WORK TO DO: Copy the records from their start through the line containing "[(446, 149)]", both ends and every request included, and nothing past that line. In the copy, raise each x and y coordinate in the answers by 72.

DATA FOR THE TASK:
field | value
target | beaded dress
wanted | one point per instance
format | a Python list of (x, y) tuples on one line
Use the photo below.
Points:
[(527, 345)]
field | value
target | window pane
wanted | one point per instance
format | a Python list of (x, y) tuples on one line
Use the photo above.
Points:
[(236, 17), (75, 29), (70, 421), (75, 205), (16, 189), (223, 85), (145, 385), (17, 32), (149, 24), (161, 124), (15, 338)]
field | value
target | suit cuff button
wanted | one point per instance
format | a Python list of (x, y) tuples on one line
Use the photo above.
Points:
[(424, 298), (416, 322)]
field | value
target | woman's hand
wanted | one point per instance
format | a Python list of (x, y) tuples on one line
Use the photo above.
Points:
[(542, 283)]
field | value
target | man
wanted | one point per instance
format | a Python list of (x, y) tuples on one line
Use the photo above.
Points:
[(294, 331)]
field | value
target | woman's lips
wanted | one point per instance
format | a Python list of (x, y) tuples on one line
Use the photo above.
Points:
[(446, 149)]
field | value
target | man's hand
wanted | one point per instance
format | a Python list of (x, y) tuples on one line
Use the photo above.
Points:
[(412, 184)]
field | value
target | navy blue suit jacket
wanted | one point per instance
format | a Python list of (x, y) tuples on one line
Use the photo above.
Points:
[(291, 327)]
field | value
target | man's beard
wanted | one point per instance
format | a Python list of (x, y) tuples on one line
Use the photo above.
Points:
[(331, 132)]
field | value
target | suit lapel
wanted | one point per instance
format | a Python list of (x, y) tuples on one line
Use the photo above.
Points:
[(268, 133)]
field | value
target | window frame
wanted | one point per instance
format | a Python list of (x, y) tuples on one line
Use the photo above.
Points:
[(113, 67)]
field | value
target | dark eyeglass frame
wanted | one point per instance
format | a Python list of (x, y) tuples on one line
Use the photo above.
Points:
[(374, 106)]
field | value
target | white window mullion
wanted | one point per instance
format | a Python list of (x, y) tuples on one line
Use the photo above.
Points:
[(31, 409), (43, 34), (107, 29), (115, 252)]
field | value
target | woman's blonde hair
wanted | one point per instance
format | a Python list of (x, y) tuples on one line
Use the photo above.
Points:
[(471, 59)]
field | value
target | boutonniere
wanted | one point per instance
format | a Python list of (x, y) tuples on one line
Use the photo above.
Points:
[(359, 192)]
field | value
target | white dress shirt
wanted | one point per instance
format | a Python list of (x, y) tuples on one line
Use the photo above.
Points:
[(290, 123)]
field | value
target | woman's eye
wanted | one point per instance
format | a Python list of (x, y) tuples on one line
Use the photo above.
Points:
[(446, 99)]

THE REPLY:
field | value
target | beaded dress
wanted | one point per instance
format | a Python list of (x, y) tuples on one line
Use the photo below.
Points:
[(599, 417)]
field | value
target | window pane
wanted | one point per instance
format | a Python list of (x, y) tuples on one line
Use the photo above.
Points:
[(308, 89), (147, 101), (142, 493), (147, 277), (88, 261), (295, 157), (217, 457), (89, 104), (221, 96), (233, 196), (87, 410)]
field | value
target | suit cuff button
wanted | one point per instance
format | a Python list of (x, y) tuples on one line
Use the photo above.
Points:
[(496, 370), (488, 394)]
field | value
target | woman's hand
wanted | one point per instance
format | a Python list of (x, y) tuples on one line
Use the photo above.
Points:
[(614, 355)]
field | value
target | man
wanted | one point per instance
format | a Python list of (x, y) tuples on one line
Use the photo above.
Points:
[(366, 403)]
field | value
target | woman's lips
wanted | one point per instance
format | a Python list of (x, y) tuples on one line
Use the photo above.
Points:
[(518, 221)]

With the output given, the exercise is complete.